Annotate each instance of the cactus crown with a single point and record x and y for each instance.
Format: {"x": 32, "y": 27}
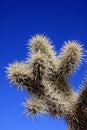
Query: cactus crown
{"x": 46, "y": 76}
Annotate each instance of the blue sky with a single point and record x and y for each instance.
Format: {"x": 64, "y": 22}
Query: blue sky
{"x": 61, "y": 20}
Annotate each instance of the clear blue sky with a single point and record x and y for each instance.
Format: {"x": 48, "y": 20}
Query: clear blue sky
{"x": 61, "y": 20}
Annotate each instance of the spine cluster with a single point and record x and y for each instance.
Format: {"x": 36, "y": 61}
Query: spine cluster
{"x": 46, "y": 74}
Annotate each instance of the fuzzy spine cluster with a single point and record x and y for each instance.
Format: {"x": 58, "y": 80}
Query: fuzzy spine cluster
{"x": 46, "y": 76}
######
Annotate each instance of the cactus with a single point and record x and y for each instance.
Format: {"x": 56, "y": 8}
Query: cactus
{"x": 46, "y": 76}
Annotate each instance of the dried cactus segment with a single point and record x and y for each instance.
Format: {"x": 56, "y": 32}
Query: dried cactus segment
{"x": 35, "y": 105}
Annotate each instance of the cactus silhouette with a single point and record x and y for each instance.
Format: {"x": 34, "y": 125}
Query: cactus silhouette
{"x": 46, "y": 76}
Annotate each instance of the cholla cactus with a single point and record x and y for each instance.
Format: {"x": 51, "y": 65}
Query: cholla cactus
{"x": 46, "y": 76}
######
List every line in the entries above that contains the word "fuzzy", copying each such line in full.

Annotate each instance of the fuzzy spine cluster with a single point and record x and y for each instance.
Query: fuzzy spine cluster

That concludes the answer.